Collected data
########################################

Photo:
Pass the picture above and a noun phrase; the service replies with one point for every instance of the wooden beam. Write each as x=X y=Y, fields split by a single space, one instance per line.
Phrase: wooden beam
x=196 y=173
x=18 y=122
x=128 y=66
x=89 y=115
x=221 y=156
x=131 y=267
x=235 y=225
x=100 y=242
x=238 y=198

########################################

STATED TASK: Add 89 to every x and y coordinate in the answers, and write out all lines of the data above again, requests included.

EXERCISE ANSWER:
Photo:
Pass the picture above and a noun phrase; the service replies with one point for every instance of the wooden beam. Write each as x=X y=Y, fields split by a single space, one instance per line.
Phrase: wooden beam
x=285 y=262
x=107 y=211
x=217 y=155
x=178 y=204
x=310 y=245
x=220 y=356
x=324 y=314
x=189 y=331
x=327 y=287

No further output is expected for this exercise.